Nothing in the listing should be dropped or altered when it is copied.
Listed records below:
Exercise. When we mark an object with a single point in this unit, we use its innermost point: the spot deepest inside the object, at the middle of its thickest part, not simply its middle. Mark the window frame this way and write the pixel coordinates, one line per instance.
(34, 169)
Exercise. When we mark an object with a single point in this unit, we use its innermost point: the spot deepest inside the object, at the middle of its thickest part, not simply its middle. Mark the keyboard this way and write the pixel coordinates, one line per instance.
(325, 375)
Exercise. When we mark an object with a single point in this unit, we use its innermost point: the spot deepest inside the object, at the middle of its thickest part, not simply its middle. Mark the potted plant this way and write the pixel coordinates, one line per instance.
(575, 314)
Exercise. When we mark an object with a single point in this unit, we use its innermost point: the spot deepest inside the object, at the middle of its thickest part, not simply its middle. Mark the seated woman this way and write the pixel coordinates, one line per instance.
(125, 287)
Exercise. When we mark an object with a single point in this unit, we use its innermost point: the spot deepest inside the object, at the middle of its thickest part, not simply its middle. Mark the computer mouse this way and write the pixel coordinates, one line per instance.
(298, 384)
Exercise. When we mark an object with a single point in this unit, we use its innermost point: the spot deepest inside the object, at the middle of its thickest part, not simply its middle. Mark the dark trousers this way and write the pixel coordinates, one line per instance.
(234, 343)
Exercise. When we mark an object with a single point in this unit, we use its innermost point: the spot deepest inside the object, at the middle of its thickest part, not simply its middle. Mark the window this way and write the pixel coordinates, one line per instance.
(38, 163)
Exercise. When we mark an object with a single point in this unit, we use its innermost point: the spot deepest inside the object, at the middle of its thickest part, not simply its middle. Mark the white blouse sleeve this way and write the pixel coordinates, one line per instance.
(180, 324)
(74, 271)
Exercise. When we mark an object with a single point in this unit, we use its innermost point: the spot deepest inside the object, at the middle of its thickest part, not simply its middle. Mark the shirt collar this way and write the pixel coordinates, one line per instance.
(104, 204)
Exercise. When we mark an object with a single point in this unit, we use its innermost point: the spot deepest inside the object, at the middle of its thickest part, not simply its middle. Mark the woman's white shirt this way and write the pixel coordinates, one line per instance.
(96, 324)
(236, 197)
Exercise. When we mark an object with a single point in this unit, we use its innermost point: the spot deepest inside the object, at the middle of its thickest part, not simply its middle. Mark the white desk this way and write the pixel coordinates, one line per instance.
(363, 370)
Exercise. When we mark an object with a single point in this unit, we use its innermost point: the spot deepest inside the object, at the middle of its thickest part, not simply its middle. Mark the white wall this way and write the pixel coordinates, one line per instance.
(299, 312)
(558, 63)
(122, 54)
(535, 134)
End of Listed records.
Task result –
Exercise. When we mark an object with a single point in this unit, we use its innermost point: the spot deepest inside the object, at the middle of its thickest part, not simply its middle. Mark the window frame this way and write the pixel coordinates, one line per instance.
(34, 169)
Exercise. When we mark an object with a single point in this unit, we use its innermost point: the spot deepest inside the object, at the middle of its thickest part, not simply its middle. Mark the keyboard this way and write the pixel coordinates, one line per instance.
(325, 375)
Exercise. When we mark an object with a single point in this unit, we use its innermost point: the spot deepest inside the object, at the middle of its thickest part, not simply its middle. Mark the potted plant this way and write the pixel coordinates, one line per instance.
(575, 314)
Exercise. When we mark an object with a single point in this unit, we use its innermost point: the spot deepest inside the object, at the middle of its thickest part, not simply its middle. Mark the seated woman this way and write the pixel coordinates, one line per instance.
(125, 287)
Exercise. When we mark an object with a single point in this unit, we use its innermost point: the spot deepest inside the object, at the middle of its thickest part, not simply its middle. Mark the computer mouse this way and write the pixel coordinates, one line per instance.
(298, 384)
Exercise. When we mark an object with a single point in this unit, we use its innermost point: the spot deepest inside the object, at the middle of its thickest part, not simply its middle. Mark the dark trousers this way and write the pixel coordinates, one line per instance.
(234, 343)
Exercise. When we mark an object with a single point in this unit, we use its innermost point: the spot deepest inside the object, at the middle of its thickest part, not simply its middle. Mark the window this way and write the pixel coordinates, one line per instance.
(38, 163)
Exercise. When we mark an object with a single point in this unit, we use its innermost point: the spot deepest inside the object, at the middle of its thickest part, not simply its middle. Mark the white blouse sleeve this way and write the pixel coordinates, one line per instance.
(180, 324)
(74, 271)
Exercise. When we mark an object with a single point in this unit, we use its innermost point: the spot deepest inside the object, at the middle of its thickest part, not simply its middle. Mark the shirt collar this way and write the pixel coordinates, one line per instance.
(104, 204)
Exercise. When we mark an object with a single point in this unit, we use its innermost point: the spot deepest inside the object, at the middle of its thickest part, not simply its middle. Mark the woman's white shirt this way and write the pixel coordinates, one line per instance.
(96, 324)
(236, 197)
Exercise. When we mark an object with a single point in this unit, we use its innermost point: the spot deepest inside the object, at the middle of its thickest part, not simply its middle. Mark the white desk this way and write the pixel coordinates, one line per instance.
(363, 370)
Exercise. When we mark an object with a single point in this unit, we use its innermost point: the spot deepest inside the object, at the middle of its thickest part, not simply its middle. Mark the white wall this way and write the pixel coordinates, one line per instance.
(299, 312)
(558, 63)
(122, 54)
(535, 134)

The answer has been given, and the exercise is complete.